**DATASET EXCERPTS:**
◇ ◇ ◇ ◇ ◇ ◇ ◇
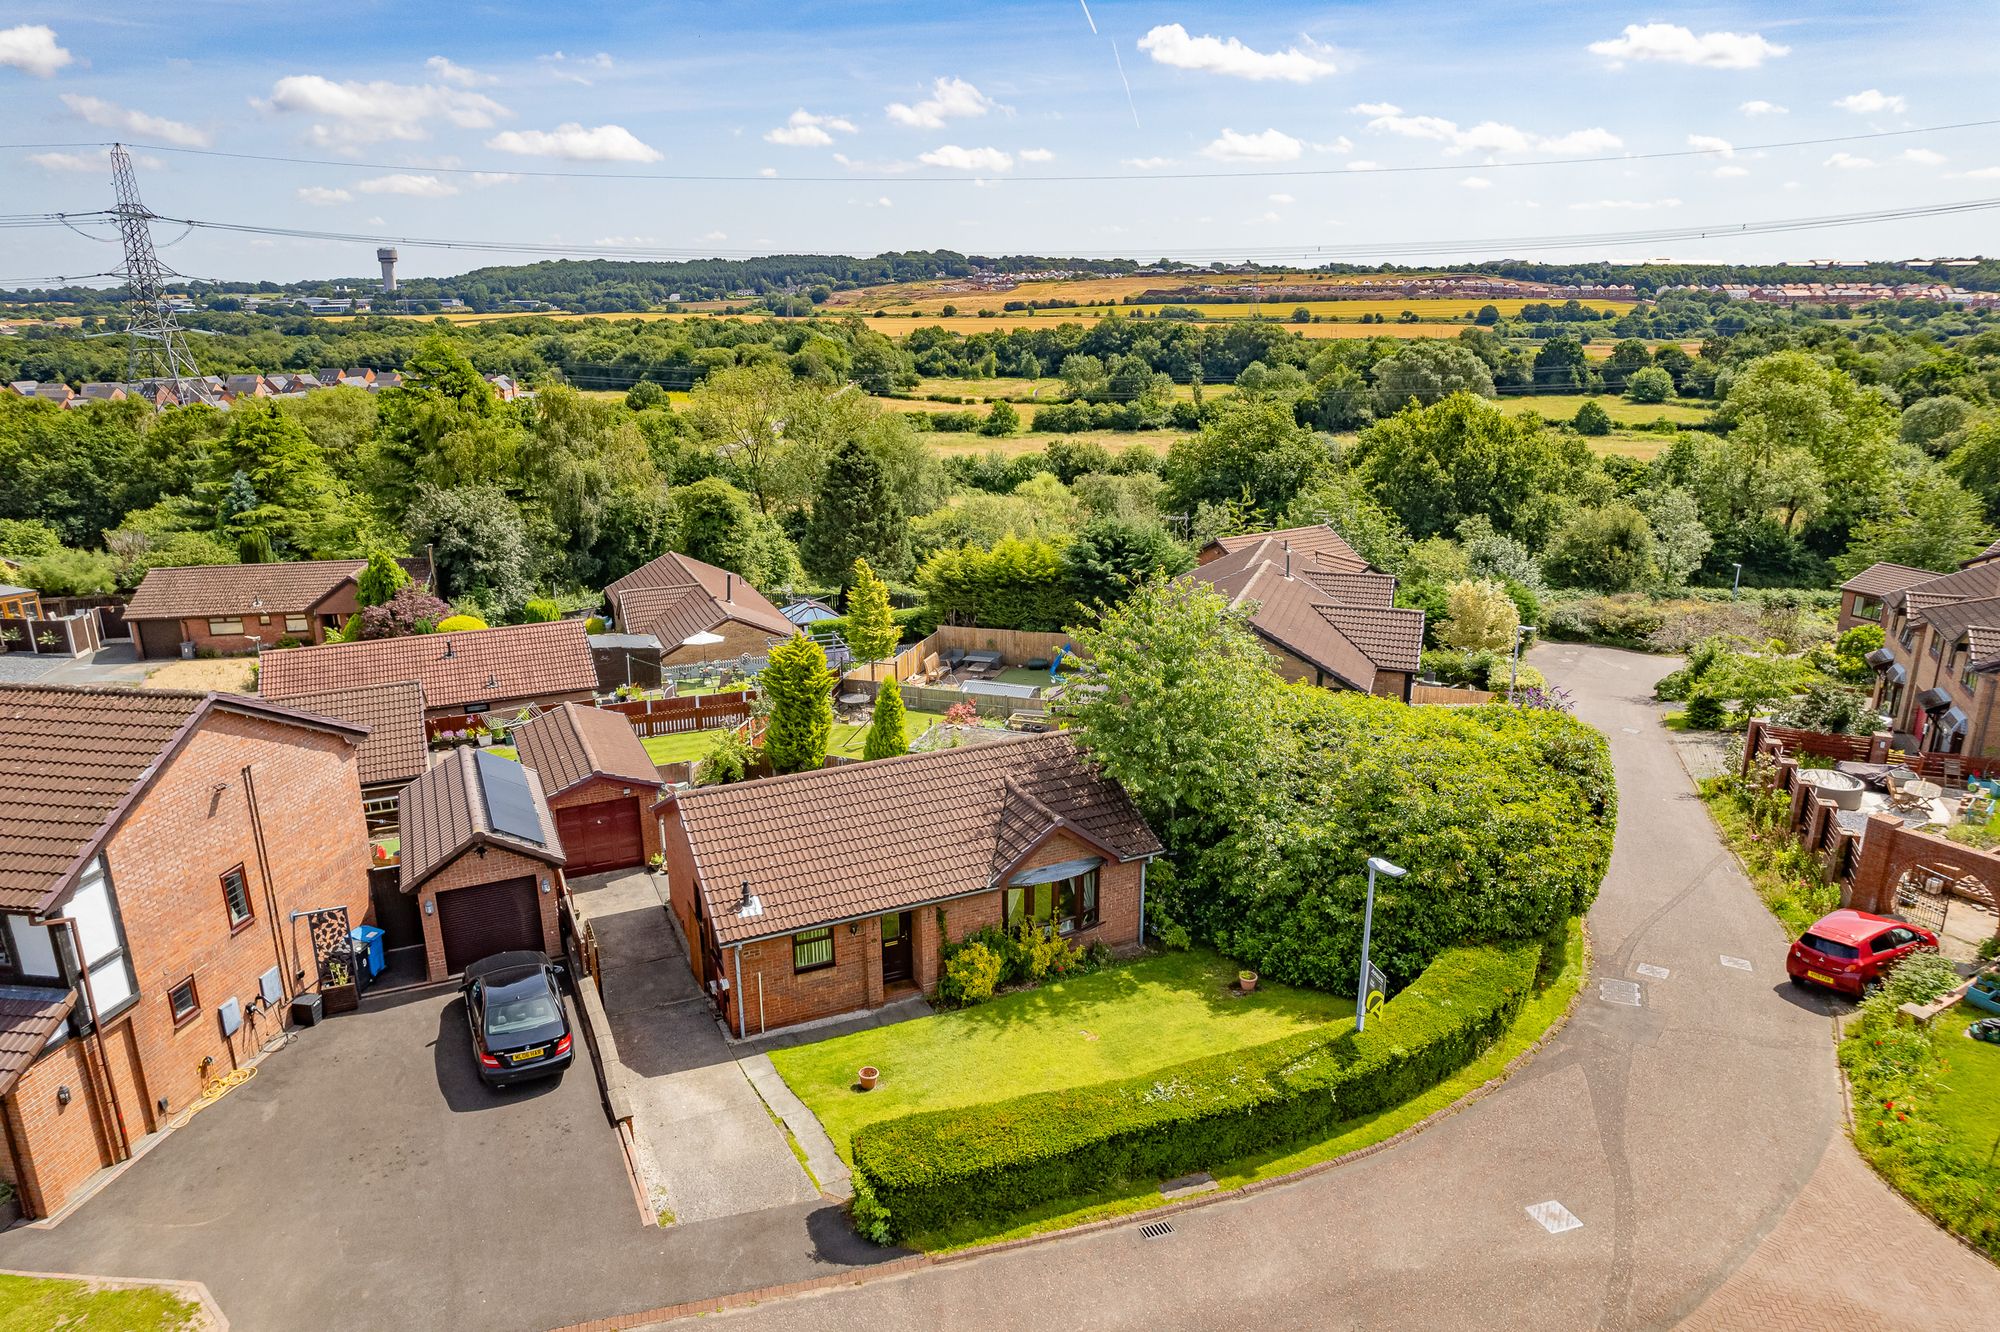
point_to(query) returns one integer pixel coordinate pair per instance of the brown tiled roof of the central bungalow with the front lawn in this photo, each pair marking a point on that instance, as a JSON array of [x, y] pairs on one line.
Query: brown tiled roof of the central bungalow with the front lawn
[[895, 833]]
◇ ◇ ◇ ◇ ◇ ◇ ◇
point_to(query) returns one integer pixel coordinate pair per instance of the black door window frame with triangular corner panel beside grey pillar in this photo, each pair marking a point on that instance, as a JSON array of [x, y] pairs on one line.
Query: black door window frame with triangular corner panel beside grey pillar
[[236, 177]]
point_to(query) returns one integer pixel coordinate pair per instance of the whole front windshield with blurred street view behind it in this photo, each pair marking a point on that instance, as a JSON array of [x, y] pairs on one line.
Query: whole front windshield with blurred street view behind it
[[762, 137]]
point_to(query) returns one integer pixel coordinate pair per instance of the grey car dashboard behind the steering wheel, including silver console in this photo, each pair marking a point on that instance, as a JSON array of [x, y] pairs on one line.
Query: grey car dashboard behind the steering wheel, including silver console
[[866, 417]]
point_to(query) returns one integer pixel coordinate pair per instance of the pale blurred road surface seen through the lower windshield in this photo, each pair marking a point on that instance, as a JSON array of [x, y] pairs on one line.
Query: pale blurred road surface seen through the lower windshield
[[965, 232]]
◇ ◇ ◇ ◇ ◇ ◇ ◇
**ABOUT THIS EXERCISE:** Everything above from the line with "of the whole" to the line with "of the grey", both included, must be repeated exactly, and nothing outside that range.

**EXERCISE RESPONSE:**
point_to(query) returns one integer pixel coordinate pair per instance of the whole front windshield with blurred street view behind it in this photo, each pair marking a point on that instance, as a JSON array of [x, y] pairs on one line.
Query: whole front windshield with blurred street view behind it
[[762, 137]]
point_to(query) returns one integer pixel coordinate pair per instance of the grey car dashboard behind the steering wheel, including silver console in this photo, each pair marking a point on that instance, as a JSON array of [x, y] pairs on one line.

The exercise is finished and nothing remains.